**TASK**
Copy the records out again in full, keeping them identical.

*** Block opens ***

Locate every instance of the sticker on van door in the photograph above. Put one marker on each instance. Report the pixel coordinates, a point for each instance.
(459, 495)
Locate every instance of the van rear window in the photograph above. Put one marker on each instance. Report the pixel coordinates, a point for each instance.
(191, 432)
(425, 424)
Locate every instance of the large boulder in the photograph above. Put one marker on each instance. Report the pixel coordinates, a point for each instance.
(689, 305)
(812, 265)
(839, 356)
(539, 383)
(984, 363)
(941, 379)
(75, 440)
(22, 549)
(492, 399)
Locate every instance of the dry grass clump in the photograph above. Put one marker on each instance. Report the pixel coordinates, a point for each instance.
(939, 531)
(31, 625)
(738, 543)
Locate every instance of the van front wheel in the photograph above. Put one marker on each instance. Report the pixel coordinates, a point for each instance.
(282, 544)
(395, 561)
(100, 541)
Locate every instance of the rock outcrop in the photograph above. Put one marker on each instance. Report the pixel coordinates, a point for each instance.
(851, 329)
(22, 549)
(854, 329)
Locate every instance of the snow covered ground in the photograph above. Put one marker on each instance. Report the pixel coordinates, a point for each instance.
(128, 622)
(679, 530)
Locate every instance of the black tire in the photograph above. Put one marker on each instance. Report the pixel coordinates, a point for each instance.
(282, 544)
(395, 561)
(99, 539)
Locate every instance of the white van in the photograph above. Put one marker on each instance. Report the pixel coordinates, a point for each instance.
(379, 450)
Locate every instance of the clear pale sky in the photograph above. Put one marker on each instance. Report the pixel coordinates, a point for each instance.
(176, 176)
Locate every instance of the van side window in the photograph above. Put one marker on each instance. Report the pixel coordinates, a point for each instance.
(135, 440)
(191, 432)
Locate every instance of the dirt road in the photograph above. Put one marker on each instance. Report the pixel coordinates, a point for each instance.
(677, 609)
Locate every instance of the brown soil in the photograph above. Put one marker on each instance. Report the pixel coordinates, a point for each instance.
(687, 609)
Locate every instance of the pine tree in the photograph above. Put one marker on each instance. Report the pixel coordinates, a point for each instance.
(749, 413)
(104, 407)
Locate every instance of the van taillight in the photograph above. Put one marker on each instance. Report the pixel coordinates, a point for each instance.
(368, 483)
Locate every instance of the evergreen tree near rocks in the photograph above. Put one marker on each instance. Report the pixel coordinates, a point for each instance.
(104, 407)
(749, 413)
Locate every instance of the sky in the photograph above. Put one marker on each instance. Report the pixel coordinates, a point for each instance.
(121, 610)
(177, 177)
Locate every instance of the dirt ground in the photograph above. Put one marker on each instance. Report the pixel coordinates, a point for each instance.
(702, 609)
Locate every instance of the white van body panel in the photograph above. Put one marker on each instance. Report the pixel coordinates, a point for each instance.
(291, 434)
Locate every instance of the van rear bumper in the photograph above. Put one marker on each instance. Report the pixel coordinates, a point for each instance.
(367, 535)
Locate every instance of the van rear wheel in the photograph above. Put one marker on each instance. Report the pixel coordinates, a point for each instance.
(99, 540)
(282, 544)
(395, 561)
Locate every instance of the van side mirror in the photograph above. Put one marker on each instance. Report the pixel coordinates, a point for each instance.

*** Block closes ***

**OUTPUT FOR THIS EXERCISE**
Locate every instance of the sticker on van door in the photograph above. Put one marker on each instance. Report the pixel coordinates, a point for each instance.
(459, 495)
Locate every instance of the van rear window in the photograph above. Put one marker on each instance. Report the pixel coordinates, a point for each instance.
(191, 432)
(425, 424)
Locate every instance of the large boulder in the photograph above. Put one marker on each instance. Report the pixel coordinates, a point for each instance.
(689, 305)
(812, 265)
(839, 356)
(539, 383)
(984, 363)
(941, 379)
(75, 440)
(22, 549)
(492, 399)
Locate every instance of the dry grass clump in the photograph above. Put one marker on each instance. Report the pixel coordinates, a point for each instance.
(939, 531)
(31, 625)
(738, 543)
Locate every instance of the van front wheel in the photograph above. Put one marker on each instance. Report the pixel coordinates, a point for each instance.
(282, 544)
(395, 561)
(100, 541)
Locate every instance of the rock outcrop in the photograph above. Put one marker on each instance. Report the pixel coordinates, a point for each instance.
(851, 329)
(22, 549)
(854, 329)
Locate every instance of the snow covered ground in the photograph above. Put one marker on each instance. Report the pixel coordinates, a point for each instance.
(128, 622)
(679, 530)
Locate every instance of the black tire in the photograph above. Put one marker on each instance. Report the pixel coordinates, a point for each instance.
(282, 544)
(395, 561)
(99, 539)
Locate every instance of the white van in the photograph above. Put one marker on each instance. Report the pixel coordinates, a point for each instance.
(379, 450)
Locate every instance of the clear pale sky in the photograph above. Put one marker on each instance. Report the pixel coordinates, a point for each instance.
(176, 176)
Locate every instance of the van side window in the photograph above. Put one marker on each instance. Report the pixel coordinates, a point for each instance.
(135, 440)
(191, 432)
Locate every instance of the dirt road in the photograph above. Put one marker on each instance. Report the pixel coordinates, a point for each instance.
(677, 609)
Locate every instance of the brown soil in the photograph above. Put one marker on each instance. Report the pixel coordinates, a point for each instance.
(687, 609)
Locate every instance of the pine tree in the photograph above. Put one marker on each instance. Report the pixel coordinates, a point for each instance.
(749, 413)
(104, 407)
Locate every instance of the van taillight in the photograph above. Put one marker on each instance. Report the pixel coordinates, a point for each instance.
(368, 483)
Locate every instance of the evergreen tree near rocks in the photograph above. Put one marker on each instance. Report the pixel coordinates, a point for each instance.
(104, 407)
(749, 413)
Locate every instance of the sky in the photograph above. Put one marker on each instance. Report the pixel coordinates, a point for each instance.
(121, 610)
(177, 177)
Locate every instance of the dirt ground in the photograph above. Put one marker on each instance. Report the pixel coordinates, a point for each instance.
(702, 609)
Locate every instance of the white van body panel in the photograph above. Put one marker on each instance. Report the pixel coordinates, a point for each instance.
(291, 434)
Locate every instance of the van rear bumper in the photograph above. Put one marker on each instance. Report the pixel coordinates, a point for each instance.
(367, 535)
Locate every instance of the van rear wheel in the photograph above. Put one marker on each instance. Report the pixel coordinates, a point for each instance.
(99, 540)
(282, 544)
(395, 561)
Locate every instance of the van side mirror in the photograph above. Put one marker on each instance. Report the pixel coordinates, a point for each instance.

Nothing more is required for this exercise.